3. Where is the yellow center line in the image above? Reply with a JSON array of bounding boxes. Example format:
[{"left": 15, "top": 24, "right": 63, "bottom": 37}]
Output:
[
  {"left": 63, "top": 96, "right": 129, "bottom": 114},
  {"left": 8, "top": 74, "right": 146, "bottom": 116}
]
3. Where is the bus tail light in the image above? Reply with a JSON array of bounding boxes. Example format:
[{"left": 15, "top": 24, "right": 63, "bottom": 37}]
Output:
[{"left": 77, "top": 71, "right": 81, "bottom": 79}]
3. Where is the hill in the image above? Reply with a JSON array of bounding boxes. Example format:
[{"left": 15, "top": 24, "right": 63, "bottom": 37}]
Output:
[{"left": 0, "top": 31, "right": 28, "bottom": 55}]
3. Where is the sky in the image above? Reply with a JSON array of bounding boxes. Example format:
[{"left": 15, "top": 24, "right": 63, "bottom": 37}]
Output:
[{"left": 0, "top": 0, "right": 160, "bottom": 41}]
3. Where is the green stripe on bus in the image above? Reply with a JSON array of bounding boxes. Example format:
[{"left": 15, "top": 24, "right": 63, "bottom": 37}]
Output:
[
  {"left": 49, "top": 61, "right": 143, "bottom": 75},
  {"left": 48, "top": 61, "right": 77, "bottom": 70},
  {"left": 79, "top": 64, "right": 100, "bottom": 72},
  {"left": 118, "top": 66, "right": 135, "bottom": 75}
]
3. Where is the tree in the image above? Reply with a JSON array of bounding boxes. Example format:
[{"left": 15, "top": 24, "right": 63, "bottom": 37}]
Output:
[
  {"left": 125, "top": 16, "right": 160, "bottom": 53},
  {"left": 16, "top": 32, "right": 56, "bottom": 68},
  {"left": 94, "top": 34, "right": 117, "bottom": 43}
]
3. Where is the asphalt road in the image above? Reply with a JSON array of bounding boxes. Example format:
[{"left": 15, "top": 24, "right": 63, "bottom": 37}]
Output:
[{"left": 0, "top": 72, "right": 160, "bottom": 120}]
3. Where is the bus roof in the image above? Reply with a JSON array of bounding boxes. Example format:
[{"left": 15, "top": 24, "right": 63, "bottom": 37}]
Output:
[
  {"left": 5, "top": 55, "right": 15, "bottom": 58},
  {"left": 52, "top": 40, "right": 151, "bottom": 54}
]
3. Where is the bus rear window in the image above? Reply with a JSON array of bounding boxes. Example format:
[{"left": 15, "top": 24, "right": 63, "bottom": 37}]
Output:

#####

--- Set exercise ---
Convert all the items above into a JSON list of strings, with one string for each line and any blank lines omitted.

--- Solution ---
[
  "3. Where is the yellow center line in the image above? Reply with a JSON array of bounding boxes. Example format:",
  "[{\"left\": 15, \"top\": 24, \"right\": 63, \"bottom\": 37}]",
  "Output:",
  "[",
  "  {\"left\": 63, \"top\": 96, \"right\": 129, \"bottom\": 114},",
  "  {\"left\": 8, \"top\": 74, \"right\": 146, \"bottom\": 116}",
  "]",
  "3. Where is the bus tail light in the image above? Reply with a JSON array of bounding boxes. Example format:",
  "[{\"left\": 15, \"top\": 24, \"right\": 63, \"bottom\": 37}]",
  "Output:",
  "[{\"left\": 77, \"top\": 71, \"right\": 81, \"bottom\": 79}]",
  "3. Where is the hill in the image above? Reply with a JSON array of bounding boxes. Example format:",
  "[{\"left\": 15, \"top\": 24, \"right\": 63, \"bottom\": 37}]",
  "Output:",
  "[{\"left\": 0, \"top\": 31, \"right\": 28, \"bottom\": 55}]",
  "3. Where is the sky in the image above? Reply with a JSON array of bounding boxes. Example format:",
  "[{\"left\": 15, \"top\": 24, \"right\": 63, \"bottom\": 37}]",
  "Output:",
  "[{\"left\": 0, \"top\": 0, \"right\": 160, \"bottom\": 41}]",
  "3. Where is the green stripe on bus in the image above? Reply with a JSON array of bounding boxes. Example format:",
  "[{\"left\": 15, \"top\": 24, \"right\": 63, \"bottom\": 37}]",
  "Output:",
  "[",
  "  {\"left\": 49, \"top\": 61, \"right\": 143, \"bottom\": 75},",
  "  {\"left\": 48, \"top\": 61, \"right\": 77, \"bottom\": 70},",
  "  {\"left\": 79, \"top\": 64, \"right\": 100, \"bottom\": 72},",
  "  {\"left\": 118, \"top\": 66, \"right\": 135, \"bottom\": 75}",
  "]",
  "3. Where is the tree in the image above? Reply with a JSON array of bounding boxes. Example format:",
  "[{\"left\": 15, \"top\": 24, \"right\": 63, \"bottom\": 37}]",
  "Output:",
  "[",
  "  {\"left\": 125, \"top\": 16, \"right\": 160, \"bottom\": 53},",
  "  {\"left\": 16, \"top\": 32, \"right\": 56, \"bottom\": 68},",
  "  {\"left\": 94, \"top\": 34, \"right\": 117, \"bottom\": 43}",
  "]",
  "3. Where is the asphalt road in the image above? Reply with a JSON array of bounding boxes. Example format:",
  "[{\"left\": 15, \"top\": 24, \"right\": 63, \"bottom\": 37}]",
  "Output:",
  "[{\"left\": 0, \"top\": 72, \"right\": 160, \"bottom\": 120}]",
  "3. Where is the bus roof in the image above? Reply with a JSON array of bounding boxes. Example format:",
  "[{\"left\": 15, \"top\": 24, \"right\": 63, \"bottom\": 37}]",
  "Output:",
  "[",
  "  {\"left\": 5, \"top\": 55, \"right\": 15, \"bottom\": 58},",
  "  {\"left\": 52, \"top\": 40, \"right\": 151, \"bottom\": 54}",
  "]",
  "3. Where is the bus rear window in the image above? Reply with a JSON array of bounding boxes. Example format:",
  "[{\"left\": 15, \"top\": 24, \"right\": 63, \"bottom\": 37}]",
  "Output:"
]